What to work on -
Write out every item below word for word, leaving out the pictures.
** begin The data **
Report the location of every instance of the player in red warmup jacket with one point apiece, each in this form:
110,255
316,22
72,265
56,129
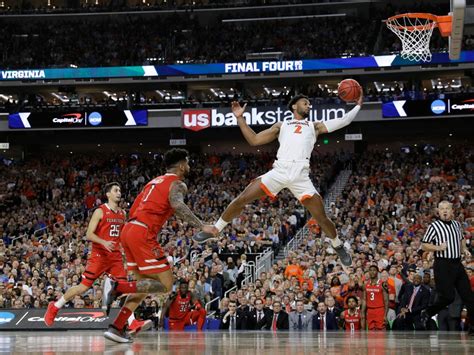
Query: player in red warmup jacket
352,317
375,301
106,257
184,309
159,200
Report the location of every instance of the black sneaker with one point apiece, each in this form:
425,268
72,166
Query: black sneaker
118,336
203,237
345,257
109,294
424,318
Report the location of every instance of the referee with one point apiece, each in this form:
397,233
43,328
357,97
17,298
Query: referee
445,238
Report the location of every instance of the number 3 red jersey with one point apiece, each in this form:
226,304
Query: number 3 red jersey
109,228
180,306
374,295
152,206
352,321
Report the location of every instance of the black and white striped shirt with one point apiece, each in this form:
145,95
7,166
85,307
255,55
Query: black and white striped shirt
449,232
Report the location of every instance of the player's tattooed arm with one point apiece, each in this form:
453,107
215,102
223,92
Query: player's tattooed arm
176,198
150,286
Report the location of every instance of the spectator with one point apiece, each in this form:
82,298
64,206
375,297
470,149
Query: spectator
415,299
301,319
322,320
277,319
233,319
257,318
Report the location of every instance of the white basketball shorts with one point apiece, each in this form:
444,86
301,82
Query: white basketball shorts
291,175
** end The data **
The answer -
Report the location of every instance of the player in red warmup jacket with one point apiece, each in this form:
110,255
316,22
72,265
56,129
Query: player in red warmup jacket
352,317
375,301
106,257
184,309
159,200
Report the location of every instance of the black sneaker with one point apiece, each in this form:
425,268
72,166
Query: black sneaker
118,336
203,237
345,257
109,294
424,318
Report the location of every instance of the referee with one point apiece, each in this form:
397,233
43,328
357,97
17,298
Query: referee
445,238
Report the location of every instance of the number 3 red jersey with one point apiece, each in this form:
226,304
Query: number 3 red jersey
109,228
180,306
374,295
152,206
352,321
Report the location of every instance of the black and white striped shirt with one point apiece, each in this form:
145,95
7,166
85,307
255,55
Query: black and white striped shirt
449,232
Report the location of every instance of the player's tattooed arm with one point apiece, each in this form:
453,107
215,102
223,92
Query: player's tattooed arm
176,198
150,286
Report the location of every instance of the spectator with one point apiece, each in this form:
82,298
64,206
375,297
470,149
Query: spectator
415,299
301,319
322,320
277,319
233,319
257,318
Report the location of every instance of the white basketball shorts with one point apiece, each in this form:
444,86
301,82
Query: white basketball shorts
291,175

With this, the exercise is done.